**Task instructions:** Reproduce the line that contains "Practice step: identify the serrated" and every line after it through the end of the records, exactly, with nothing added.

**Input for this task:**
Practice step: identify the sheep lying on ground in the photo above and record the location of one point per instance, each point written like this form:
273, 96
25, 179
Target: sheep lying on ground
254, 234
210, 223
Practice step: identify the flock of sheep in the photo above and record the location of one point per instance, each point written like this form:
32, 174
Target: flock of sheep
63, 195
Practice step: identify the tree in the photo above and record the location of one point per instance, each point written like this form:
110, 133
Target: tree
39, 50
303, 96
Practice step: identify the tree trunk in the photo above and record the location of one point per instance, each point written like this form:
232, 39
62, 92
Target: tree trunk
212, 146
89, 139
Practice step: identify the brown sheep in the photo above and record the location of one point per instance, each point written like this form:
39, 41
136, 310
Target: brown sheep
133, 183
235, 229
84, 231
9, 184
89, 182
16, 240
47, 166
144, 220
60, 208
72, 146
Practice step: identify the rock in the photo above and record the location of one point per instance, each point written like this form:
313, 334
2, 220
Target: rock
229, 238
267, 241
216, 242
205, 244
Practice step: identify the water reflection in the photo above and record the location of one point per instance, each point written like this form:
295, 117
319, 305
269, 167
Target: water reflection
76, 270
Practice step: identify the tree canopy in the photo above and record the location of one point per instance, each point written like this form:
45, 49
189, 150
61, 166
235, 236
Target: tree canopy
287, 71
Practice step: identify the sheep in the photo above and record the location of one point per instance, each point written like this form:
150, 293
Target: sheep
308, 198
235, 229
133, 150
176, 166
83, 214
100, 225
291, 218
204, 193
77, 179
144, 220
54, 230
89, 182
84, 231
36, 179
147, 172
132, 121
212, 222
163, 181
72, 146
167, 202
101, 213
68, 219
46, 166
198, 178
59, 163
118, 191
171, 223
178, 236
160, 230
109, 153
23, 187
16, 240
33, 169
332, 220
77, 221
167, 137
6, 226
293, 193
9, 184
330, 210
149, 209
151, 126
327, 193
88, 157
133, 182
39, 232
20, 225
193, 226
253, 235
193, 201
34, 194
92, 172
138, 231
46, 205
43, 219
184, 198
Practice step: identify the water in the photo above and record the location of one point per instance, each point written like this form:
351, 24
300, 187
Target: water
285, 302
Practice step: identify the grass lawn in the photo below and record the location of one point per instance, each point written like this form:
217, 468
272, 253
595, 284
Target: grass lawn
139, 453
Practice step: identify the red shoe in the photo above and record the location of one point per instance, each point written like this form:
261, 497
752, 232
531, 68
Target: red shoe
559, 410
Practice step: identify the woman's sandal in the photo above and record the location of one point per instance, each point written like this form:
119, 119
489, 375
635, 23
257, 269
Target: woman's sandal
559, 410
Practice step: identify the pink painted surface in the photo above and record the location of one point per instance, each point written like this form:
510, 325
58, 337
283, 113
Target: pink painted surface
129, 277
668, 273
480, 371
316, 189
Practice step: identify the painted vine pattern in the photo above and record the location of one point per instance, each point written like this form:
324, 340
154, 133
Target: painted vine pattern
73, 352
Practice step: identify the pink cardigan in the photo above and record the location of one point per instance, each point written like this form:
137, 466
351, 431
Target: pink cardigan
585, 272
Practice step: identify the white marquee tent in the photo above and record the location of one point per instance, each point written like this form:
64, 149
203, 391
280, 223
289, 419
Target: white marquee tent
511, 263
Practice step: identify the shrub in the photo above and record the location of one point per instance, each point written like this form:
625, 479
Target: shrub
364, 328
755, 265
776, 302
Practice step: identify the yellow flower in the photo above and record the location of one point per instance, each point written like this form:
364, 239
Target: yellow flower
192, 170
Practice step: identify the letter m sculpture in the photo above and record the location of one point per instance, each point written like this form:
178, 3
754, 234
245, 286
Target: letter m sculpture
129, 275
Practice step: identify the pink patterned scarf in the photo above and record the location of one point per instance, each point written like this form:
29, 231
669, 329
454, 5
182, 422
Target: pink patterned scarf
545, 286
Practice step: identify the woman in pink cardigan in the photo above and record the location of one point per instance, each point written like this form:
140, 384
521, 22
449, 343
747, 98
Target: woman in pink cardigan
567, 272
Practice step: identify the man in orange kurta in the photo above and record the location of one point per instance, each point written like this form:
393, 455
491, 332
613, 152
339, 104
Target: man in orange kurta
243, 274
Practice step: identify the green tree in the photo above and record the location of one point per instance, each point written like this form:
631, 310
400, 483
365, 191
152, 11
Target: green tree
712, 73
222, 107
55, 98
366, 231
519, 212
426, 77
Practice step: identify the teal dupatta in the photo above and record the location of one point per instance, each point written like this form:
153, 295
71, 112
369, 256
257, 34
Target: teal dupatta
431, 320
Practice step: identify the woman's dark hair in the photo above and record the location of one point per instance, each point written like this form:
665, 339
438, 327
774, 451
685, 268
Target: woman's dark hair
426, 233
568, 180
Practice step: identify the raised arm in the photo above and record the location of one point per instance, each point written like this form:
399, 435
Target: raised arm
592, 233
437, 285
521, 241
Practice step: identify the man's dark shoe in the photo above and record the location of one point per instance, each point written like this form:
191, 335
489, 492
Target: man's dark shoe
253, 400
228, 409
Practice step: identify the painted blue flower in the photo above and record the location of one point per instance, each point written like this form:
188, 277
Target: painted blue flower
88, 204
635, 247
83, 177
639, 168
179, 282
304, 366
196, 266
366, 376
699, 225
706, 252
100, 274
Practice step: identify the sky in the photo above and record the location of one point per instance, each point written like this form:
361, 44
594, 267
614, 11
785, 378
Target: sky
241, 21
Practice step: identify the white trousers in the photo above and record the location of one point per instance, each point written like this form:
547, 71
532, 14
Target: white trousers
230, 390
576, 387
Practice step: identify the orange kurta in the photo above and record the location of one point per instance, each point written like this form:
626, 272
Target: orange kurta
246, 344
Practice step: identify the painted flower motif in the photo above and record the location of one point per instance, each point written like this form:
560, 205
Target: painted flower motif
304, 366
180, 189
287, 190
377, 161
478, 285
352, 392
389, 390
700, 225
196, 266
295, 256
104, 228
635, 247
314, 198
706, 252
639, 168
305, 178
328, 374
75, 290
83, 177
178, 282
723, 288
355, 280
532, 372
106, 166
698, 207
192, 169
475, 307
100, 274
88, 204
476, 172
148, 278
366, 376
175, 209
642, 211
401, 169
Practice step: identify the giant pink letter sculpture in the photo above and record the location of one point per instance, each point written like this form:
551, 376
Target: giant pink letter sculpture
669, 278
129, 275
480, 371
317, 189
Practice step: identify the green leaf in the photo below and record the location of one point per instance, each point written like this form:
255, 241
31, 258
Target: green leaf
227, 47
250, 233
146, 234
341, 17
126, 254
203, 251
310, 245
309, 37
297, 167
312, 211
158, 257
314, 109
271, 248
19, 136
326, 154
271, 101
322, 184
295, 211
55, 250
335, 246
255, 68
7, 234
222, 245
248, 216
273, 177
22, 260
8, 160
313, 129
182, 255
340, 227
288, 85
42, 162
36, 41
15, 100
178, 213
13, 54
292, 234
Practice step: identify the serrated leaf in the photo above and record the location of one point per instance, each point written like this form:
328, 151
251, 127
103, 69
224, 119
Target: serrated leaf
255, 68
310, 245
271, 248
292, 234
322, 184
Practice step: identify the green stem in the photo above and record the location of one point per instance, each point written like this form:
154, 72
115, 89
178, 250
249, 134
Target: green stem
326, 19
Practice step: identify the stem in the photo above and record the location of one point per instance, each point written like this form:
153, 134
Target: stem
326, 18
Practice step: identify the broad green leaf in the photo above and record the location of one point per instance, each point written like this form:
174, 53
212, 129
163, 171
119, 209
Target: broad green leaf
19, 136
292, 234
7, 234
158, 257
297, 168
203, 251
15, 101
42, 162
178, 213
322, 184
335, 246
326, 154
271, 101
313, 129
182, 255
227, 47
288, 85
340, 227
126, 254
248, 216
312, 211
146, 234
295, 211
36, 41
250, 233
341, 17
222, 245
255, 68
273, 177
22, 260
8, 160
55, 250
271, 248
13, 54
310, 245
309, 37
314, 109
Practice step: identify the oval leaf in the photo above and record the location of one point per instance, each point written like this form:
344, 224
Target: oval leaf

**Worked solution:**
Practice step: identify the serrated leaf in the photo above and record the location of one point per instance, each point written like this form:
328, 151
251, 127
103, 69
224, 119
Target: serrated leaf
255, 68
310, 245
271, 248
292, 234
322, 184
Practice step: identify the green stem in the photo above and record the location of one point per instance, each point written like this form:
154, 72
115, 89
178, 250
249, 134
Target: green stem
326, 19
Practice step: identify the stem in the photo above and record the location of one point per instance, each point written like this form:
153, 134
Target: stem
326, 18
Practice step: identify the broad green leaf in the photo above and record the location of one point per instance, each point written like this form:
174, 53
212, 129
163, 171
119, 209
Target: broad green leaf
19, 136
292, 234
7, 234
158, 257
297, 168
203, 251
15, 101
42, 162
178, 213
322, 184
335, 246
326, 154
271, 101
313, 129
182, 255
227, 47
288, 85
340, 227
126, 254
248, 216
312, 211
146, 234
295, 211
36, 41
250, 233
341, 17
222, 245
255, 68
273, 177
22, 260
8, 160
55, 250
271, 248
13, 54
310, 245
309, 37
314, 109
Practice step: identify the oval leaf in the photo above and record the location of one point per instance, each point written like this form:
344, 224
Target: oval leaf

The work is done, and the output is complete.